- Born: George Dillwyn Parrish July 25, 1894 Colorado Springs, Colorado, U.S.
- Died: August 6, 1941 (aged 47) near Hemet, California, U.S.
- Education: Harvard University
- Spouses: ; Gigi Parrish ​ ​(m. 1928; div. 1936)​ ; M. F. K. Fisher ​(m. 1938)​
- Relatives: Anne Parrish (sister) Maxfield Parrish (cousin)
- Branch: United States Army
- Conflicts: World War I

= Dillwyn Parrish =

American writer and painter (1894–1941)

George Dillwyn Parrish (July 25, 1894 – August 6, 1941) was an American writer, illustrator, and painter.

== Early life and education ==
Born in Colorado Springs, Colorado, Parrish was usually known by his middle name "Dillwyn", or "Tim" or "Timmy" by those close to him. He was the son of Thomas Parrish, who came from an artistic Philadelphia family, and Anne Lodge, who had studied at the Pennsylvania Academy of Fine Arts, becoming a respected portrait painter, and becoming a friend of Mary Cassatt in Paris. Dillwyn Parrish was the younger brother of author Anne Parrish; they were cousins to the artist Maxfield Parrish who used them as models in some of his paintings. Dillwyn's father Thomas gained success in the Colorado mining business but died when Dillwyn was relatively young. His mother moved the family back to her hometown of Claymont, Delaware.

Dillwyn Parrish studied art in Philadelphia, then attended Harvard University, where he made the acquaintance of Conrad Aiken and E. E. Cummings. During World War I, he volunteered to drive ambulances for the American Field Service in France, but after being diagnosed with severe malnutrition he was sent back to the U.S. to recover. A year later he was drafted into the United States Army and served in a military hospital. While still in his twenties, medical problems began to plague him, exacerbated by the fact that he was a heavy cigarette smoker.

[Records taken from a collection]
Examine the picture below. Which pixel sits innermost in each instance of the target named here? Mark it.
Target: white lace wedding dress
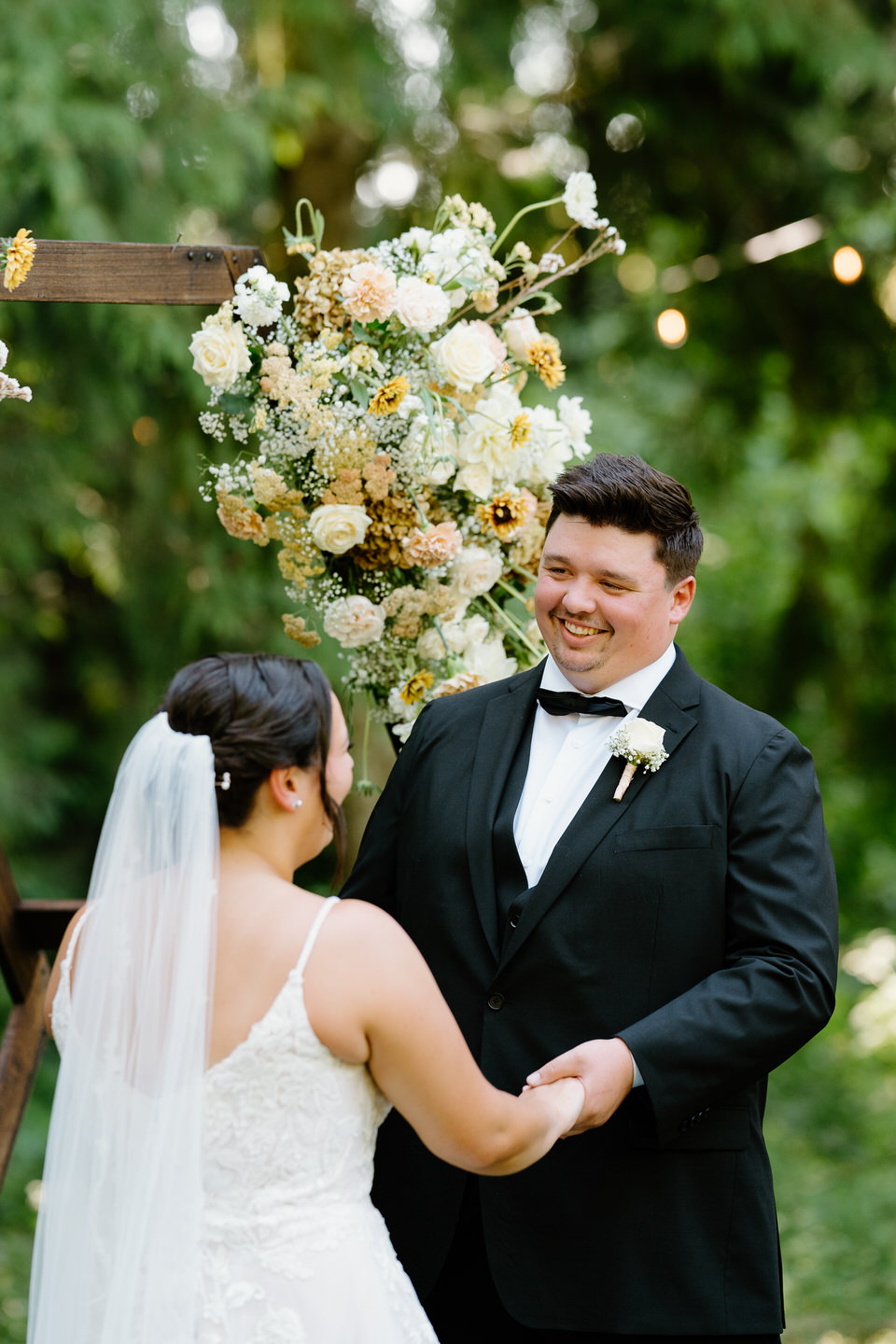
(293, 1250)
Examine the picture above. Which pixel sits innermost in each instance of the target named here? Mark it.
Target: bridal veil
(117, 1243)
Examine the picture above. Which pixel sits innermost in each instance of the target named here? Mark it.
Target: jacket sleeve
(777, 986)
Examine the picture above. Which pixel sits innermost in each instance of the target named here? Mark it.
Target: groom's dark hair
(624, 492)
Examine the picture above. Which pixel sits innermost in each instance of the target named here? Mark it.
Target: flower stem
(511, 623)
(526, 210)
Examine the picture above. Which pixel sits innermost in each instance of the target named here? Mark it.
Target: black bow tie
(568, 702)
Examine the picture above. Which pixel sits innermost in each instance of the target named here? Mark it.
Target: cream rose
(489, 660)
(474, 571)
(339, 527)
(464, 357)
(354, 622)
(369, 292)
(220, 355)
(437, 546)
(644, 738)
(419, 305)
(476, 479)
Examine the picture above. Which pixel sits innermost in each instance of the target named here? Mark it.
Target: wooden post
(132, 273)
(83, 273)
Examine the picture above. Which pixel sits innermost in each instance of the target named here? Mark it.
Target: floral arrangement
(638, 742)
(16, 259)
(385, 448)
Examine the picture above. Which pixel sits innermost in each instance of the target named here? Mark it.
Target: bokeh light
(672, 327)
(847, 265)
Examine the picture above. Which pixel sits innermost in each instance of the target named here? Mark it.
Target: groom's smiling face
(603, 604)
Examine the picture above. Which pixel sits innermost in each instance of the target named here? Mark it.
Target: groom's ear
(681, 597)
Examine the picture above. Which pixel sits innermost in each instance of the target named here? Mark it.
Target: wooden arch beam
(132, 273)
...
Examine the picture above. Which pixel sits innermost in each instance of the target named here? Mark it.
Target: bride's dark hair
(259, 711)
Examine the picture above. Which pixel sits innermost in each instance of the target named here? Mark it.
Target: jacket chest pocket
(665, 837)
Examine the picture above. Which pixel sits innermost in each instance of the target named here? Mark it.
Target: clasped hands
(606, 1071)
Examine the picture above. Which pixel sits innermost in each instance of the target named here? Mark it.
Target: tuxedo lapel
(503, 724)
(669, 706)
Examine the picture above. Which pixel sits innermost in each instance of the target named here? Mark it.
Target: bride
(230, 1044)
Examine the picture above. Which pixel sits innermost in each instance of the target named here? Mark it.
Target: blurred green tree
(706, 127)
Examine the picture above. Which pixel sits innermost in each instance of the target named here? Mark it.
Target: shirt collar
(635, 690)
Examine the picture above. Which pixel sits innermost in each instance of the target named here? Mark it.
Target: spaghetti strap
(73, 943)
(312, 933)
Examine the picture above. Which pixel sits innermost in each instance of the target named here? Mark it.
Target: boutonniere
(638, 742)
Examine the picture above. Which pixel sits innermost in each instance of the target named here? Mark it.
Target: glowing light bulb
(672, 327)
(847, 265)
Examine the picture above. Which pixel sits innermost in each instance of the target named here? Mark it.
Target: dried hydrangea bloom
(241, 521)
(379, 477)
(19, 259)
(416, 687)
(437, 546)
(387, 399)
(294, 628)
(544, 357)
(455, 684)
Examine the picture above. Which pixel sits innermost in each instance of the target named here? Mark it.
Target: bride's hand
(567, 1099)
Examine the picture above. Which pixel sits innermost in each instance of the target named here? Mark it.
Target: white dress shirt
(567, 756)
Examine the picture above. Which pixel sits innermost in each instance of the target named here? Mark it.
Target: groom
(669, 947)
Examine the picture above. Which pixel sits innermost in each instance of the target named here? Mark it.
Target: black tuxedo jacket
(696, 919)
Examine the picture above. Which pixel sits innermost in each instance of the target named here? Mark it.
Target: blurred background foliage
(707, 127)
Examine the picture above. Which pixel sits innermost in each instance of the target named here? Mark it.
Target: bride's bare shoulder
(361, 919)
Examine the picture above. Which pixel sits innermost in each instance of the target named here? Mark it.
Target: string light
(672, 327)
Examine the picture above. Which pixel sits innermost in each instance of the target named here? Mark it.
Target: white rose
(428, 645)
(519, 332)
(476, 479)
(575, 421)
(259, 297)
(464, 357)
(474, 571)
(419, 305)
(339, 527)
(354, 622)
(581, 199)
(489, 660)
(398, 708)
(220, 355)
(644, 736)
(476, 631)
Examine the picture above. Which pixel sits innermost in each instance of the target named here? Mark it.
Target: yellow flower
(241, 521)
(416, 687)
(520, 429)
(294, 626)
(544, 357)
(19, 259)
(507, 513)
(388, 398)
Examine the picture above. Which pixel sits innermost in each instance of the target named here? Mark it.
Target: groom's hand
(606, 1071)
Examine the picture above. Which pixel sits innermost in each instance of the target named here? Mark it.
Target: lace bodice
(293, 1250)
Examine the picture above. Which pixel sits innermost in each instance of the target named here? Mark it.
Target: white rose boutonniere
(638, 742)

### WORK INSTRUCTION A:
In the Dillwyn Parrish text, what organization did he drive ambulances for during World War I?
### WORK INSTRUCTION B:
Quote the Dillwyn Parrish text between "George Dillwyn Parrish (July" and "of Claymont, Delaware.", inclusive.
Rely only on the Dillwyn Parrish text, not on the items.

### PROBLEM SOLUTION A:
The American Field Service in France.

### PROBLEM SOLUTION B:
George Dillwyn Parrish (July 25, 1894 – August 6, 1941) was an American writer, illustrator, and painter.

== Early life and education ==
Born in Colorado Springs, Colorado, Parrish was usually known by his middle name "Dillwyn", or "Tim" or "Timmy" by those close to him. He was the son of Thomas Parrish, who came from an artistic Philadelphia family, and Anne Lodge, who had studied at the Pennsylvania Academy of Fine Arts, becoming a respected portrait painter, and becoming a friend of Mary Cassatt in Paris. Dillwyn Parrish was the younger brother of author Anne Parrish; they were cousins to the artist Maxfield Parrish who used them as models in some of his paintings. Dillwyn's father Thomas gained success in the Colorado mining business but died when Dillwyn was relatively young. His mother moved the family back to her hometown of Claymont, Delaware.